▸ Recorded data:
--------------------------------
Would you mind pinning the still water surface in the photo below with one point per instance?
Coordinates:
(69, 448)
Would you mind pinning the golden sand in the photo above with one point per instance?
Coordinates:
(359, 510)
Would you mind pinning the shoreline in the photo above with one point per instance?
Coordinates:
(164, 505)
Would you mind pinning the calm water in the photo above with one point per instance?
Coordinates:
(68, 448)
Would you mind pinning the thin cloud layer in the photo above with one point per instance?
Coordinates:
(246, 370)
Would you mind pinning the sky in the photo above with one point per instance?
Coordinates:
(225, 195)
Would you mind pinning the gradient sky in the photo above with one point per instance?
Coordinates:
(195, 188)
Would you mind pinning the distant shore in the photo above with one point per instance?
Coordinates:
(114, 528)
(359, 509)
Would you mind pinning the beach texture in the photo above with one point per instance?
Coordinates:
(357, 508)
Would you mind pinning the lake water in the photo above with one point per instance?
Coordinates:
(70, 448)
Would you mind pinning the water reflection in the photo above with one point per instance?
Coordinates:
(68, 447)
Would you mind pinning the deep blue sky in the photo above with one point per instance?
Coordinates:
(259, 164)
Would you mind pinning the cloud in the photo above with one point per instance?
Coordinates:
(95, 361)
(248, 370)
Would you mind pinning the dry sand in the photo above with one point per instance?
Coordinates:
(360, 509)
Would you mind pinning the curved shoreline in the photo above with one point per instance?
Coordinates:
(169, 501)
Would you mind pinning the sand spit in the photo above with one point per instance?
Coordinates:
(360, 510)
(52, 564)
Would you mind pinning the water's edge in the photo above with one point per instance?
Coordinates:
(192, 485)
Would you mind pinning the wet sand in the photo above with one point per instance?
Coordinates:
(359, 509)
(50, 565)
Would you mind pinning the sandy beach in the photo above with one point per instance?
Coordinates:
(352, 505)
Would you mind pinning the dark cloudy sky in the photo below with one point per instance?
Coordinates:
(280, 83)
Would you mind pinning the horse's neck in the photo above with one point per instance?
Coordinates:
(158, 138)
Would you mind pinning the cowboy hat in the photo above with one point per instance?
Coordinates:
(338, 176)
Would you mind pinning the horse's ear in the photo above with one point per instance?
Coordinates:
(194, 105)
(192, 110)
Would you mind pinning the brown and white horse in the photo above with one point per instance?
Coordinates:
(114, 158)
--------------------------------
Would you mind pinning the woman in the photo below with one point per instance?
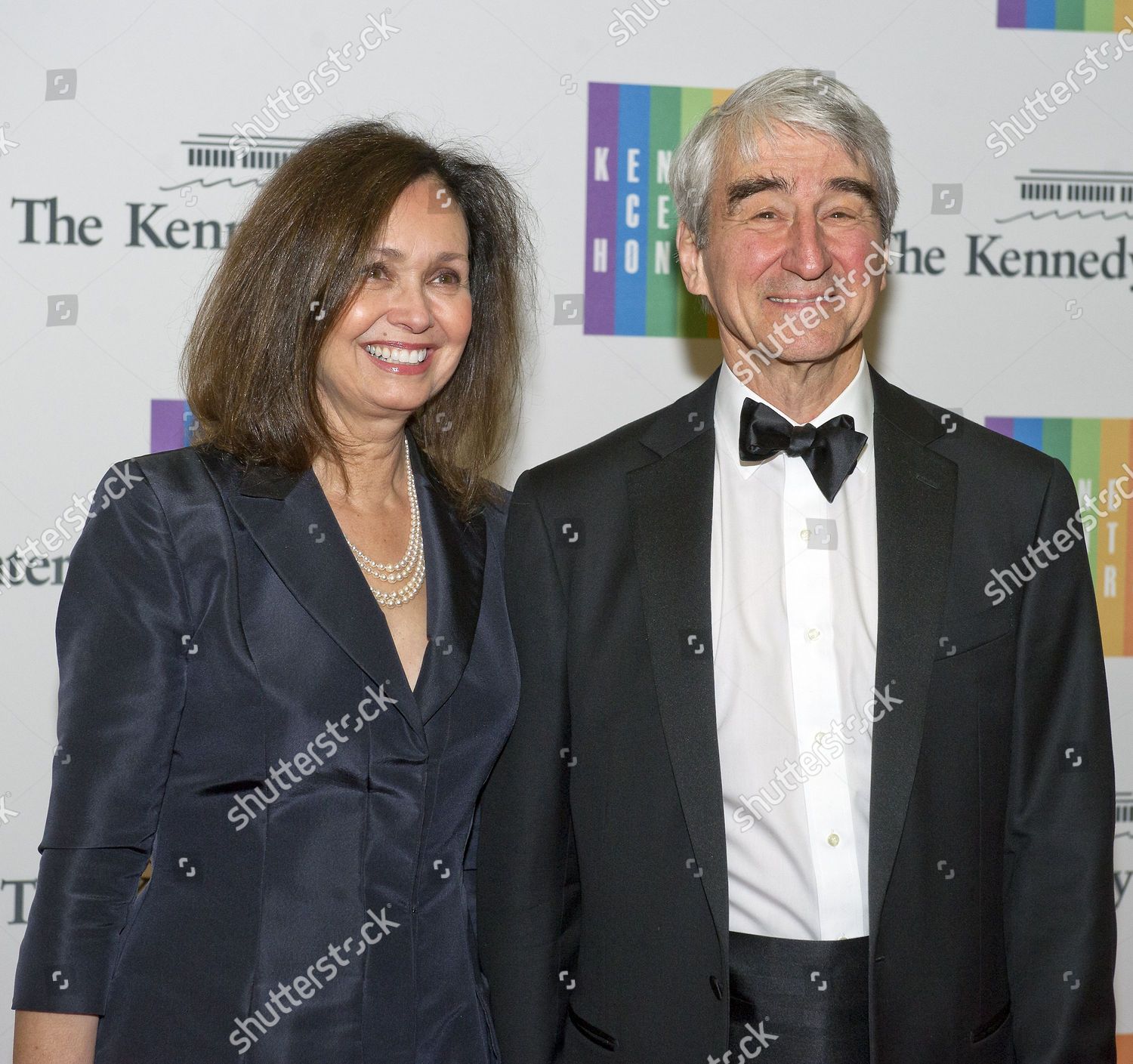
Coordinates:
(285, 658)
--------------------------------
▸ Activity: Please state how many lines of the material contain the word "beach", giving the number alone.

▸ Your solution: 2